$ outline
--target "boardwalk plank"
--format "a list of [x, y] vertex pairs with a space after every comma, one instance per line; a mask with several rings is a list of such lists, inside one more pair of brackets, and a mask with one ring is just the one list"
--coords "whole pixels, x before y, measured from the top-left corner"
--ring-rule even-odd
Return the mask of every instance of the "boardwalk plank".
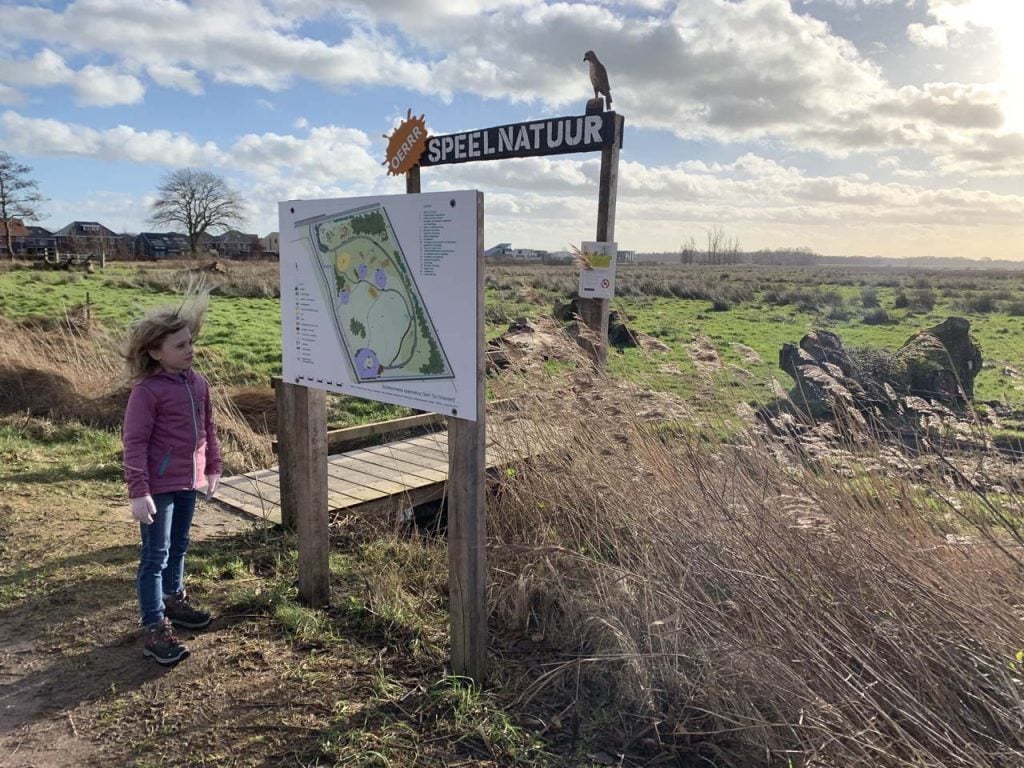
[[[486, 446], [487, 466], [504, 466], [531, 456], [545, 446], [545, 437], [550, 437], [550, 433], [536, 425], [492, 423]], [[443, 492], [447, 478], [447, 432], [360, 448], [328, 457], [328, 506], [338, 511], [414, 504], [436, 498]], [[216, 498], [255, 517], [279, 523], [279, 468], [223, 478]]]

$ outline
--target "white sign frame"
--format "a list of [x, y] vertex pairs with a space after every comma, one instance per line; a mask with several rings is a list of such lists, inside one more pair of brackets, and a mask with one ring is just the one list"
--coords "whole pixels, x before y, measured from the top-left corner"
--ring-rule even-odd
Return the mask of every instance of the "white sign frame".
[[476, 421], [477, 201], [280, 203], [282, 378]]

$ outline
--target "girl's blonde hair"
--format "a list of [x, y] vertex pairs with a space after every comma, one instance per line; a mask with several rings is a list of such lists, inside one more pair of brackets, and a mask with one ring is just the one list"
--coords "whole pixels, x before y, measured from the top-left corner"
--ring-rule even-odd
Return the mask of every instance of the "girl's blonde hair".
[[163, 344], [164, 339], [172, 333], [188, 328], [195, 339], [203, 327], [209, 307], [209, 289], [190, 288], [184, 301], [177, 306], [169, 304], [155, 307], [133, 322], [122, 350], [132, 380], [144, 379], [159, 367], [160, 364], [149, 352]]

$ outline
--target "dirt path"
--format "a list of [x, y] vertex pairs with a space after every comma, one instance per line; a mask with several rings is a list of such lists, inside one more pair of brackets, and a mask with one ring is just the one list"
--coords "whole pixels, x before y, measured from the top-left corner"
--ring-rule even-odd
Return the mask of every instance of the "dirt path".
[[[174, 672], [139, 655], [131, 582], [137, 534], [119, 499], [109, 486], [100, 498], [66, 490], [79, 498], [59, 511], [52, 487], [45, 496], [17, 489], [0, 506], [0, 594], [11, 606], [0, 611], [0, 768], [111, 765], [89, 733], [90, 708], [112, 691], [159, 685]], [[248, 519], [202, 504], [192, 540], [251, 528]], [[116, 605], [112, 592], [123, 598]]]

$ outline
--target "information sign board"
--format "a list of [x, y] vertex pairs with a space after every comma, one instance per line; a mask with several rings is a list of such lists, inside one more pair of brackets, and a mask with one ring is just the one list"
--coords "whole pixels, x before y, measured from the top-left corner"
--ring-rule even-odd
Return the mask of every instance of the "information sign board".
[[279, 206], [283, 378], [477, 419], [476, 191]]

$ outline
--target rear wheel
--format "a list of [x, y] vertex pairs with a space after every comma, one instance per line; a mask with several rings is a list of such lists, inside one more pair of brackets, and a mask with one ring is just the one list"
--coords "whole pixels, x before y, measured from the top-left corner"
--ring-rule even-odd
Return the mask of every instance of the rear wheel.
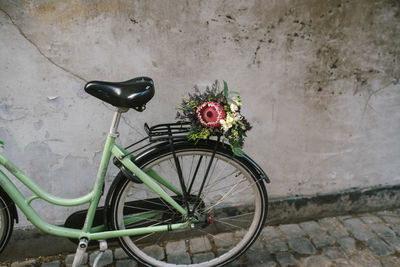
[[[188, 191], [188, 205], [176, 190], [163, 188], [182, 203], [182, 207], [197, 206], [193, 216], [198, 223], [183, 230], [121, 237], [121, 246], [134, 259], [150, 266], [219, 266], [234, 260], [255, 241], [265, 222], [268, 200], [263, 182], [258, 180], [251, 166], [223, 147], [216, 150], [214, 158], [213, 147], [205, 144], [177, 145], [175, 153]], [[202, 193], [197, 198], [212, 158]], [[137, 164], [164, 177], [180, 190], [170, 149], [151, 153]], [[158, 212], [154, 213], [155, 210]], [[147, 216], [149, 214], [151, 216]], [[113, 194], [111, 215], [114, 229], [185, 221], [144, 184], [128, 179], [122, 179]], [[129, 219], [132, 216], [146, 219], [132, 223]]]
[[0, 252], [6, 247], [14, 226], [14, 218], [6, 200], [0, 194]]

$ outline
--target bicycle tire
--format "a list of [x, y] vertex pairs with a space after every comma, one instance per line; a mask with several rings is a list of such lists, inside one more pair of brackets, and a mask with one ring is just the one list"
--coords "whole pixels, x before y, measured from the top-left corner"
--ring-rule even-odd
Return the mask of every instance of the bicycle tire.
[[0, 253], [6, 247], [14, 227], [14, 217], [7, 201], [0, 194]]
[[[184, 177], [186, 186], [192, 183], [192, 179], [188, 179], [188, 177], [194, 176], [194, 165], [197, 166], [200, 157], [205, 159], [204, 162], [206, 163], [207, 160], [211, 159], [214, 144], [215, 142], [199, 142], [194, 145], [183, 142], [174, 145], [176, 156], [182, 165], [182, 171], [187, 176]], [[187, 167], [187, 163], [189, 163], [187, 159], [190, 158], [192, 164], [189, 168]], [[208, 195], [201, 197], [204, 207], [201, 208], [202, 211], [200, 212], [200, 216], [203, 217], [211, 215], [213, 222], [208, 221], [205, 226], [197, 226], [194, 229], [121, 237], [119, 238], [120, 245], [128, 255], [147, 266], [176, 266], [181, 264], [222, 266], [238, 258], [252, 245], [260, 234], [267, 216], [268, 197], [265, 185], [262, 180], [258, 179], [257, 172], [250, 164], [240, 157], [235, 157], [226, 146], [219, 145], [215, 151], [214, 159], [213, 165], [211, 165], [212, 171], [209, 174], [210, 178], [207, 178], [207, 186], [203, 190]], [[151, 168], [158, 173], [163, 171], [162, 175], [166, 175], [170, 178], [170, 182], [177, 187], [179, 186], [177, 174], [175, 174], [176, 166], [172, 165], [173, 153], [168, 146], [145, 155], [135, 163], [144, 170]], [[200, 163], [200, 165], [202, 164]], [[204, 164], [204, 166], [206, 165]], [[168, 167], [168, 170], [166, 167]], [[185, 167], [187, 168], [184, 169]], [[204, 170], [201, 170], [201, 172], [204, 172]], [[225, 175], [226, 173], [232, 175]], [[200, 174], [199, 171], [197, 171], [197, 174]], [[119, 173], [118, 175], [123, 174]], [[175, 180], [171, 179], [171, 175]], [[219, 178], [222, 175], [225, 176]], [[198, 177], [202, 177], [202, 175], [198, 175]], [[193, 182], [193, 190], [200, 187], [201, 180]], [[218, 188], [224, 190], [222, 197], [219, 196], [219, 192], [209, 190], [211, 185], [214, 189], [222, 185]], [[247, 187], [244, 185], [247, 185]], [[127, 216], [127, 214], [124, 214], [124, 209], [126, 210], [128, 207], [126, 203], [129, 203], [130, 208], [137, 204], [136, 208], [139, 209], [144, 207], [143, 201], [148, 201], [148, 204], [153, 206], [165, 205], [164, 201], [156, 200], [156, 195], [149, 190], [144, 184], [133, 183], [128, 178], [120, 180], [110, 206], [113, 229], [140, 226], [124, 224], [123, 218]], [[247, 191], [244, 192], [245, 190]], [[171, 192], [171, 196], [174, 196], [174, 193]], [[250, 203], [249, 199], [253, 197], [253, 202]], [[154, 204], [154, 202], [157, 203]], [[165, 205], [164, 208], [165, 211], [161, 212], [158, 218], [151, 218], [148, 223], [161, 224], [183, 220], [179, 215], [171, 212], [171, 207], [168, 207], [168, 205]], [[246, 218], [249, 218], [249, 220], [246, 221]], [[179, 250], [180, 254], [177, 252]]]

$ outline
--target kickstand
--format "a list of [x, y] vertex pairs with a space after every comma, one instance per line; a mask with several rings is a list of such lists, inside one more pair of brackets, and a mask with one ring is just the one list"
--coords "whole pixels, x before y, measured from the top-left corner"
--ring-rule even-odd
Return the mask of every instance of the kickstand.
[[99, 250], [99, 254], [97, 254], [96, 259], [94, 259], [93, 262], [93, 267], [97, 267], [97, 264], [100, 261], [101, 256], [103, 256], [104, 252], [107, 250], [107, 241], [105, 240], [99, 240], [99, 246], [100, 246], [100, 250]]
[[87, 246], [88, 240], [86, 238], [82, 238], [81, 240], [79, 240], [79, 245], [76, 249], [74, 261], [72, 262], [72, 267], [78, 267], [79, 265], [81, 265], [83, 255], [85, 254]]

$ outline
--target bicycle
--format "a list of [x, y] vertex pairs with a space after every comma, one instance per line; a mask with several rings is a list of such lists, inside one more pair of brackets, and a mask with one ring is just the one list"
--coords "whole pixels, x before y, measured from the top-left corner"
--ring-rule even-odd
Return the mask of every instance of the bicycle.
[[[145, 124], [147, 136], [123, 148], [115, 143], [121, 115], [131, 108], [145, 109], [154, 96], [153, 80], [91, 81], [84, 89], [116, 107], [92, 191], [72, 199], [53, 196], [0, 152], [0, 165], [33, 193], [25, 198], [0, 170], [0, 252], [17, 220], [16, 206], [43, 232], [79, 241], [73, 266], [81, 263], [92, 240], [99, 241], [104, 252], [106, 240], [118, 238], [129, 256], [147, 266], [221, 266], [252, 245], [268, 210], [269, 178], [259, 165], [246, 154], [236, 156], [219, 137], [188, 141], [190, 124], [185, 122]], [[120, 172], [104, 206], [98, 207], [112, 156]], [[36, 199], [59, 206], [89, 203], [89, 207], [57, 226], [31, 207]], [[171, 253], [174, 244], [183, 245], [184, 257]], [[94, 265], [100, 257], [101, 253]]]

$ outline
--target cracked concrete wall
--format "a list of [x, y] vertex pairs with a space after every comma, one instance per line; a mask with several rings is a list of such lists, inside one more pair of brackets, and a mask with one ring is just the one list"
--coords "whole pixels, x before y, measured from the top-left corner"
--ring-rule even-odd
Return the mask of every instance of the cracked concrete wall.
[[[112, 119], [85, 82], [140, 75], [156, 95], [125, 115], [122, 144], [144, 136], [146, 121], [173, 121], [194, 84], [225, 79], [253, 123], [245, 151], [271, 177], [270, 197], [400, 183], [399, 1], [2, 0], [0, 9], [0, 139], [55, 195], [88, 192]], [[34, 207], [54, 223], [74, 210]]]

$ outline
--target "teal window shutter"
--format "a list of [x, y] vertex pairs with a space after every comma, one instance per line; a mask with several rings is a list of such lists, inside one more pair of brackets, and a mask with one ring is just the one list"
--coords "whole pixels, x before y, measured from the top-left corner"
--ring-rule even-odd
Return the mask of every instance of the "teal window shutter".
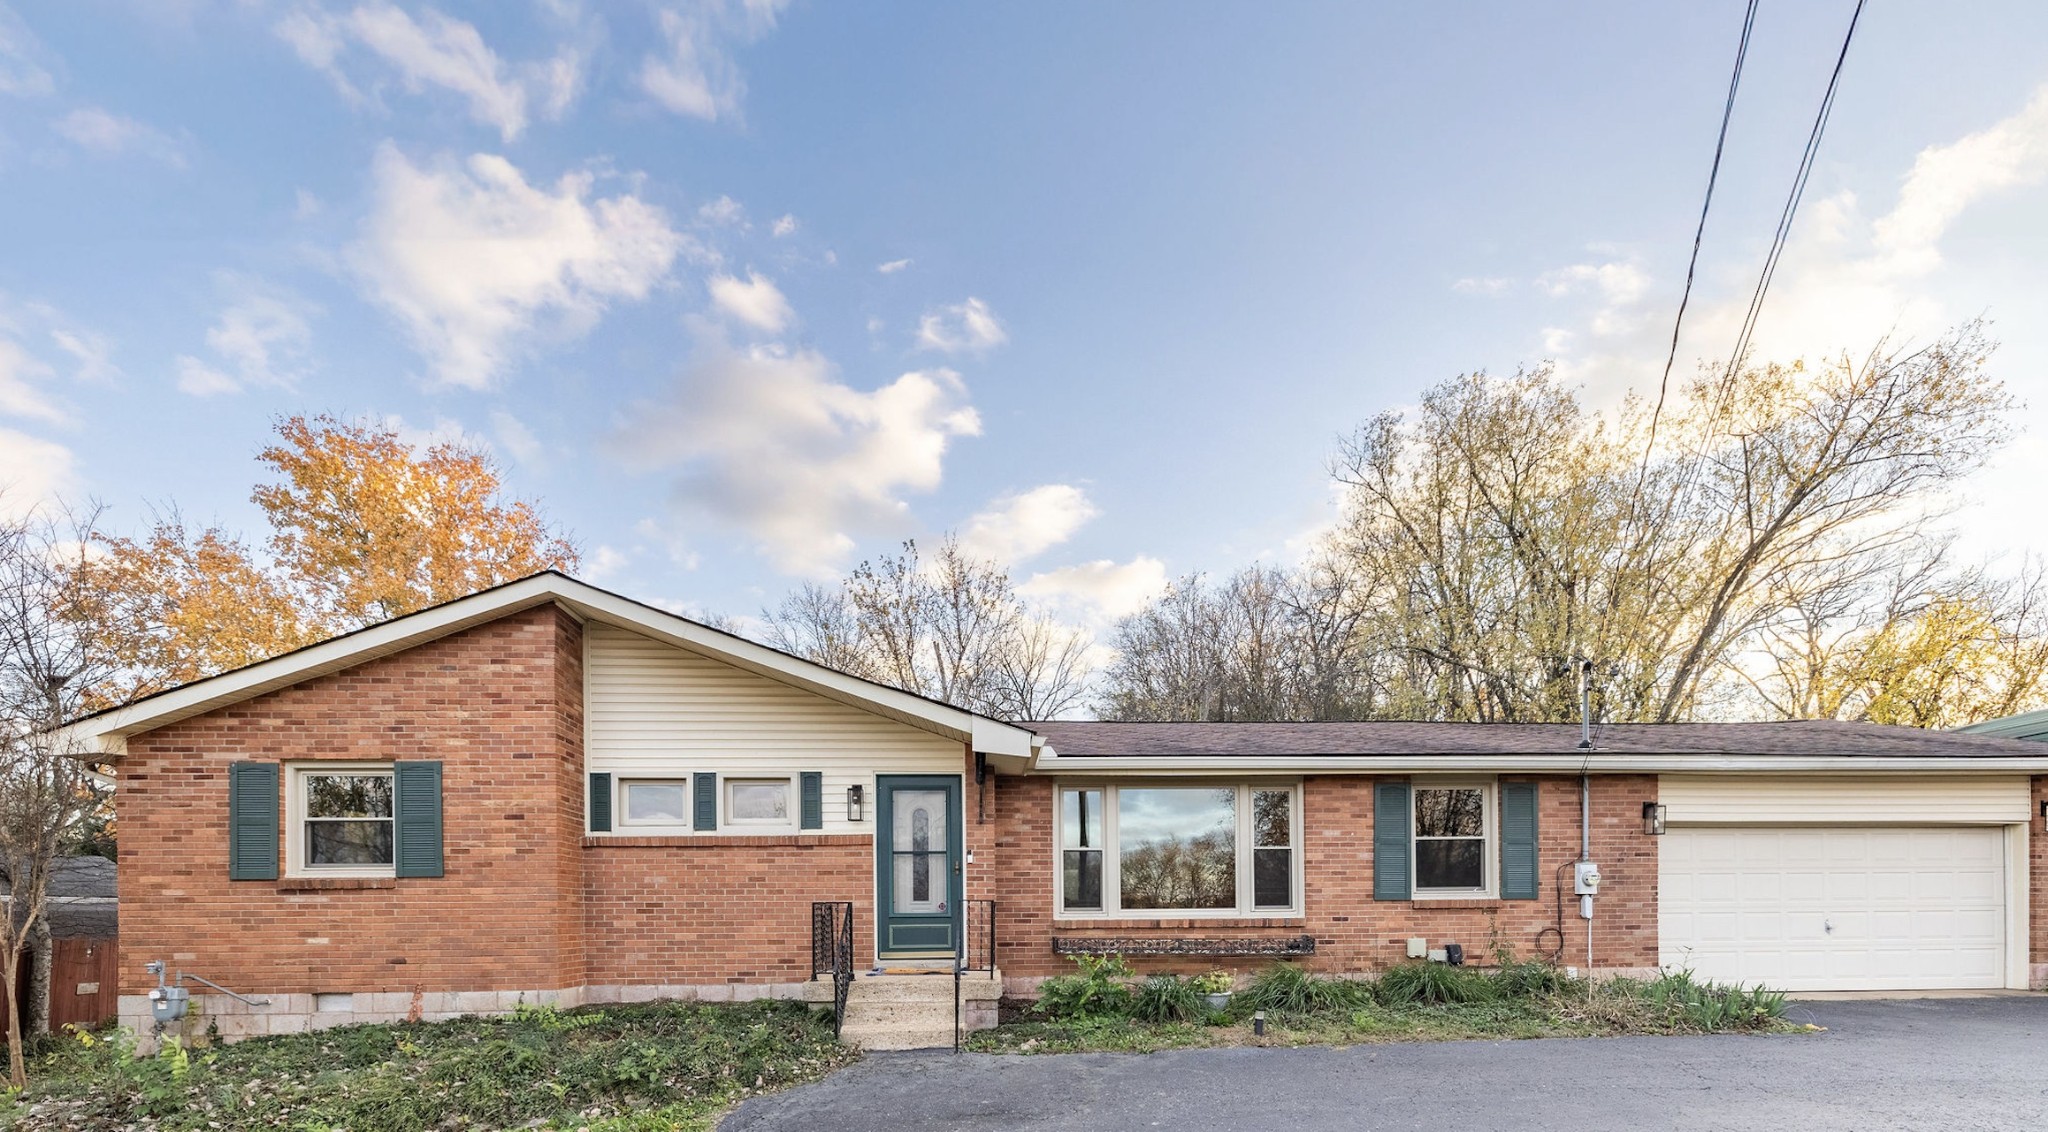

**Goal of the exercise**
Look over the material above and show each line where "target" appears.

**Task solution**
--target "boardwalk plank"
--target "white sign frame"
--target "girl's blonde hair"
--target "dirt path"
--target "information sign board"
--target rear wheel
--target bicycle tire
--target kickstand
--target bicycle
--target cracked concrete wall
--target "teal window shutter"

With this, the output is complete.